The facts are fairly clear. There is a fifty year history for nuclear power production. The failure incidents are very few. The deaths and injury counts very small. Yet those against such power sources will claim there is a conspiracy that is hiding many other failures and that the deaths are really in the thousands. Besides this conspiracy ethos, these folks will populate their arguments with “what if” scenarios. They also often assert that alternative energy sources such as wind or solar can take up the needs and, if not, then power consumption is too high anyway and people need to use less.

Current news is about background radiation levels in food or the environment near northern Japan. One has to wonder about farmers in the vicinity of nuclear plants that still have fields to produce with nuclear contaminants. The tsunami that damaged the power plants probably also inundated the fields with salt water so it will take a while before they can grow anything. Then there’s the solar power idea: a big enough solar power plant to replace the damaged nuclear power plants would be so big as to make any damaged territory from nuclear contamination look small – if there was indeed such contamination and it lasted long enough to build the solar collection facilities.

The fact is that much of human health and welfare is directly related to cheap and abundant energy. That, and the fact that the debate has been going hot and heavy since the sixties and is so irrational indicate just how deep the issue touches people. Japan, France, and other countries have not had the luxury and wealth of the US that allowed them to avoid nuclear power. The regulatory and fear costs placed on the power source in the US are a price that has been paid and is being paid. The question is just how high the price will need to be before the US joins other countries in realizing that there may be a better way to do things. There are still those who think we can do without abundant energy and they still have a powerful voice. That is the debate.

- [Stored data]
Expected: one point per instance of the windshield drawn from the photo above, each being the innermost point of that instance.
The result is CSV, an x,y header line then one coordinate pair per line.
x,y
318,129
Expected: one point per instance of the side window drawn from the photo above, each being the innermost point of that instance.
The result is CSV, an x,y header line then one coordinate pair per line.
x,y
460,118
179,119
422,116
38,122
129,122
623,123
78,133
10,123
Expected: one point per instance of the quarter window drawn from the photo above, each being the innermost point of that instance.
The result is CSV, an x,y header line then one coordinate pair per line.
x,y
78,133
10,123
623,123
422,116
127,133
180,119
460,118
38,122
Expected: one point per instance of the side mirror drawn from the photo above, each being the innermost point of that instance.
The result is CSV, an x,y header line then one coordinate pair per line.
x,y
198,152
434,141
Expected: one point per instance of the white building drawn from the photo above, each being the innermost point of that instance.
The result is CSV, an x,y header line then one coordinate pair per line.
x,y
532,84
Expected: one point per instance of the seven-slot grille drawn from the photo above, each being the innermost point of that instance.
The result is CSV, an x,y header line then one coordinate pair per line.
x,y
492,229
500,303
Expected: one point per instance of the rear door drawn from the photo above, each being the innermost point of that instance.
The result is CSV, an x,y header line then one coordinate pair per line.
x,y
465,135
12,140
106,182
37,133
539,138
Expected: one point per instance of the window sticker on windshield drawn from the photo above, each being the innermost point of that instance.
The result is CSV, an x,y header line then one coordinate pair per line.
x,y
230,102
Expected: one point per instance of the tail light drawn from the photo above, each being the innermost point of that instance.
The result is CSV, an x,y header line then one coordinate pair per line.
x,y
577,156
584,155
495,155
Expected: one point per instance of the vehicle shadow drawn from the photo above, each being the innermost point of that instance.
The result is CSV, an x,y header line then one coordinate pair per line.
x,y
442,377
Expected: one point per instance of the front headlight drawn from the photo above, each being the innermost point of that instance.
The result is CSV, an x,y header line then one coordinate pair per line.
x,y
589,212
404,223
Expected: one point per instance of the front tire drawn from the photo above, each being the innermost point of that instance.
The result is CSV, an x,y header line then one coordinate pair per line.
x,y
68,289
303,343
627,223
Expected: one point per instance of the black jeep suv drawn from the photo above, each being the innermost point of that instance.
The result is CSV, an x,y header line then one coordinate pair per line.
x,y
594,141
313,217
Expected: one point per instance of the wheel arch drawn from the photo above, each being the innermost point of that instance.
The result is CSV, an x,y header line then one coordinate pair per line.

- [Required tasks]
#1 For each statement, answer yes or no according to the nuclear power text and quote the words that decide it.
(a) Nuclear power production has a fifty year history.
(b) The debate over nuclear power began in the eighties.
(c) Japan and France lacked the luxury and wealth of the US that let it avoid nuclear power.
#2 Turn the paragraph of the nuclear power text that begins "The facts are fairly clear" into a short bulleted list that keeps its main facts.

- [The answers]
#1
(a) Yes: "There is a fifty year history for nuclear power production."
(b) No: "the debate has been going hot and heavy since the sixties"
(c) Yes: "Japan, France, and other countries have not had the luxury and wealth of the US that allowed them to avoid nuclear power."

#2
- Nuclear power production has a history of fifty years, with very few failure incidents and very small death and injury counts.
- Opponents claim a conspiracy is hiding many other failures and that deaths are really in the thousands.
- They fill their arguments with "what if" scenarios.
- They often assert that wind or solar can meet the needs, and if not, that power consumption is too high and people need to use less.